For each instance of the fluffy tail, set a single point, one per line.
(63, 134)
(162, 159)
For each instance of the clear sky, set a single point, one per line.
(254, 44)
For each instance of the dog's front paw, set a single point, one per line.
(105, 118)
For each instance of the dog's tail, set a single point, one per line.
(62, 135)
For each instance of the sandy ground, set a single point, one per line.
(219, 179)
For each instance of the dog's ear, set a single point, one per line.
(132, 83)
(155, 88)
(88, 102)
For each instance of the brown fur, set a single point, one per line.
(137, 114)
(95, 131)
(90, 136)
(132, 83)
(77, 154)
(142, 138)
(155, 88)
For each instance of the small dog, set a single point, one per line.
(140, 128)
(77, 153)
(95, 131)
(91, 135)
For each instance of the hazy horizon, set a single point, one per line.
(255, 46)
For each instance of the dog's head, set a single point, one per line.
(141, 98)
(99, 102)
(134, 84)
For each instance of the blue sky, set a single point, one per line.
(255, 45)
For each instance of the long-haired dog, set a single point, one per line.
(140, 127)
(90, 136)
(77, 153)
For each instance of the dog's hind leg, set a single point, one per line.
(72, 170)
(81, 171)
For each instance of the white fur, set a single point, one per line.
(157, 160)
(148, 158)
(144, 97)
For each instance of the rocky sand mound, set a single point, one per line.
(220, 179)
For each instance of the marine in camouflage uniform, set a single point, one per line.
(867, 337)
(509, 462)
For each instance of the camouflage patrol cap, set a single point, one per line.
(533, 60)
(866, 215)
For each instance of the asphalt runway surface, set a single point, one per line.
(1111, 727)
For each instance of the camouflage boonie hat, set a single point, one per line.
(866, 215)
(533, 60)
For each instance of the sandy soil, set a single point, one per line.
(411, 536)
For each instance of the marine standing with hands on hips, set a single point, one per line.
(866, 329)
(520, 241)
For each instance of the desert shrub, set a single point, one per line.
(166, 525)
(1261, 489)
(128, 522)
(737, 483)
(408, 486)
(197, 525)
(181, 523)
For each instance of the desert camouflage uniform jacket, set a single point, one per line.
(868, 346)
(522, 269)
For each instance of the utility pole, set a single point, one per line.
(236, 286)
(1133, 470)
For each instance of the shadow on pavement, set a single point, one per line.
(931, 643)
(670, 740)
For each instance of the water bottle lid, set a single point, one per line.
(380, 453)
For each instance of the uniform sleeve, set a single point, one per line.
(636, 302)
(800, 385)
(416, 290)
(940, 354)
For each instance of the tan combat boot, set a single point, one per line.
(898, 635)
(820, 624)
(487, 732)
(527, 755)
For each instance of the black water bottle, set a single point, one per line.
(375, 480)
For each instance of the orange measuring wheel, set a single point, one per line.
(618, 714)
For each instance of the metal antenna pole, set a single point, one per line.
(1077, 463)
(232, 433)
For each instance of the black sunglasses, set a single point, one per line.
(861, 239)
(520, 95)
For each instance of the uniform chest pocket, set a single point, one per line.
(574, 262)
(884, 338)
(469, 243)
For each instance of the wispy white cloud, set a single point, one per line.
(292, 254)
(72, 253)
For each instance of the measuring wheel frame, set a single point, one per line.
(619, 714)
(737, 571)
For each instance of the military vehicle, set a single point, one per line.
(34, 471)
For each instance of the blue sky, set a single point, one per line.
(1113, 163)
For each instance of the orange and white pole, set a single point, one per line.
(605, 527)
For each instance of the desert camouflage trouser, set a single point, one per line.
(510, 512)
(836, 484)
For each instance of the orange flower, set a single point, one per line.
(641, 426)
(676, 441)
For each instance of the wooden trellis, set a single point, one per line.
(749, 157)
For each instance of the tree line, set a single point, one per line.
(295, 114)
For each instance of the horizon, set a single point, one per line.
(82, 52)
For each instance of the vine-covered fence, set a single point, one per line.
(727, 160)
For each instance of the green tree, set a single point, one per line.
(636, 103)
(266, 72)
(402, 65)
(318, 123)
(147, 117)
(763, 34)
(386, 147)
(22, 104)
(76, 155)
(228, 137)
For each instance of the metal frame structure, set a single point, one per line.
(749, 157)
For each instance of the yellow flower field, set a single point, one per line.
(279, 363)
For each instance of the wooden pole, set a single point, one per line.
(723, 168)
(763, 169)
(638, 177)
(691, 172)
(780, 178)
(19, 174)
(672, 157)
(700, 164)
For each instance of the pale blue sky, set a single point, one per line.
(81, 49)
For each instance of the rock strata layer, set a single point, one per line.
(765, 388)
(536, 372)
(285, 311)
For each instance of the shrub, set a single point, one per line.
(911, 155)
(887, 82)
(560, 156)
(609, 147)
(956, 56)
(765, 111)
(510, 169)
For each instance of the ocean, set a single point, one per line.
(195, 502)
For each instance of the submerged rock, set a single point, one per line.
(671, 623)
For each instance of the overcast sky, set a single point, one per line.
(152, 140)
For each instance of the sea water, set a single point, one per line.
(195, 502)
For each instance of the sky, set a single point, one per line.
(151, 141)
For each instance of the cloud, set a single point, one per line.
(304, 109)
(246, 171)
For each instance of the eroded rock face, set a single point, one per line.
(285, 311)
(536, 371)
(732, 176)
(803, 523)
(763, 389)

■ ■ ■ ■

- **What is expected**: Output every line of the data again, exactly.

- **Result for this task**:
For each instance of the fluffy tail, set a single point, one per line.
(63, 134)
(162, 159)
For each instance of the clear sky, set a single point, one per line.
(254, 44)
For each instance of the dog's front paw, set a single point, one per line.
(105, 118)
For each instance of the dog's tail, set a single point, one per line.
(62, 135)
For each instance of the sandy ground, set a single point, one per line.
(219, 179)
For each instance of the dog's ear, set a single point, one per line.
(132, 83)
(155, 88)
(88, 102)
For each instance of the brown fur, set a single point, one per line.
(137, 114)
(95, 131)
(90, 136)
(132, 83)
(77, 154)
(142, 138)
(155, 88)
For each instance of the small dog, set a single point, one per line.
(140, 128)
(77, 153)
(95, 131)
(91, 135)
For each instance of the hazy horizon, set a single point, one per line.
(255, 46)
For each instance of the dog's head, set a single point, one per line.
(141, 98)
(99, 102)
(134, 84)
For each instance of the blue sky, set a single point, one per line.
(255, 45)
For each instance of the long-haired dog, set a single point, one per line.
(140, 127)
(90, 136)
(77, 153)
For each instance of the dog's hind leg, set a single point, one per line.
(72, 170)
(81, 171)
For each instance of the white fur, set a single point, one per line.
(157, 160)
(148, 158)
(144, 97)
For each instance of the rocky sand mound, set a single point, one per line.
(220, 179)
For each instance of the marine in camouflage uniform, set a single point, one per line.
(867, 337)
(509, 462)
For each instance of the camouflage patrol cap, set a single point, one per line.
(533, 60)
(866, 215)
For each instance of the asphalt runway surface, set a single point, one per line.
(1111, 727)
For each instance of the camouflage boonie hat, set a single point, one per line.
(866, 215)
(533, 60)
For each instance of the sandy soil, set a single point, one per line.
(411, 536)
For each instance of the marine standing with hands on hips, set a single point, one per line.
(866, 329)
(520, 241)
For each instance of the desert shrub, set a single point, one per line.
(166, 525)
(1261, 489)
(128, 522)
(737, 483)
(408, 486)
(197, 525)
(181, 523)
For each instance of the desert camouflage uniform jacket, set a single point, one per line.
(868, 346)
(522, 269)
For each instance of the utility pole, set a single point, one per line.
(236, 286)
(1133, 470)
For each instance of the shadow on pavement, set a single point, one per line.
(931, 643)
(670, 740)
For each instance of the water bottle lid, set a single point, one per line.
(380, 453)
For each instance of the uniform sleeve, set a single point, one per line.
(636, 302)
(800, 385)
(416, 290)
(940, 354)
For each instance of the tan combat boot, set a single point, one per line.
(898, 635)
(820, 624)
(487, 732)
(527, 755)
For each instance of the black water bottle, set a single point, one per line.
(375, 480)
For each instance of the orange measuring wheel, set a single point, one per line.
(618, 714)
For each instance of the metal antenna pole, set a single point, one per line.
(1077, 463)
(232, 433)
For each instance of the black sunglasses, set a single point, one per line.
(861, 239)
(520, 95)
For each instance of the uniform chest pocket, set a single point, one per line.
(574, 262)
(884, 338)
(469, 243)
For each instance of the wispy white cloud, set a single point, one per line.
(292, 254)
(72, 253)
For each instance of the measuring wheel frame, set a single point, one per line.
(619, 714)
(737, 571)
For each instance of the military vehicle, set a single point, one per line.
(34, 471)
For each instance of the blue sky, set a single point, one per line.
(1113, 163)
For each instance of the orange and white pole, set a single point, one per line.
(605, 527)
For each instance of the desert camouflage trouser, set a single point, one per line.
(510, 512)
(836, 484)
For each instance of the orange flower, set a single point, one per line.
(641, 426)
(676, 441)
For each instance of the wooden trellis, set a single point, one per line.
(749, 157)
For each instance of the tree line, set a single point, one per line.
(295, 114)
For each instance of the horizon, set a single point, one per line.
(82, 52)
For each instance of the vine-covered fence, set a single point, one per line.
(727, 160)
For each instance of the green tree, set a single point, one per line.
(636, 103)
(266, 72)
(402, 65)
(318, 123)
(147, 117)
(763, 34)
(386, 147)
(22, 104)
(76, 155)
(228, 137)
For each instance of the metal frame structure, set a single point, one per line.
(749, 157)
For each instance of the yellow flower field, set a single point, one per line.
(279, 363)
For each instance of the wooden pole, set a single point, one per line.
(723, 168)
(763, 169)
(638, 177)
(691, 172)
(780, 178)
(19, 174)
(672, 157)
(700, 164)
For each instance of the pale blue sky, set a single point, one per line.
(81, 49)
For each instance of the rock strata layer, set a single point, one per line.
(765, 388)
(536, 372)
(285, 311)
For each instance of the shrub, set a single point, one per line.
(911, 155)
(887, 82)
(560, 156)
(609, 147)
(956, 56)
(765, 111)
(510, 169)
For each instance of the ocean, set a single point, one per line.
(195, 502)
For each instance of the submerged rock, set a single point, one per line.
(671, 623)
For each instance of the overcast sky, set a single point, one per line.
(152, 140)
For each instance of the sea water, set a single point, one per line.
(195, 502)
For each instance of the sky, set a single point, one per line.
(151, 141)
For each instance of the cloud, set a single point, one per line.
(304, 109)
(246, 171)
For each instance of the eroded rock face, set a single point, one per line.
(285, 311)
(536, 371)
(732, 176)
(803, 523)
(763, 389)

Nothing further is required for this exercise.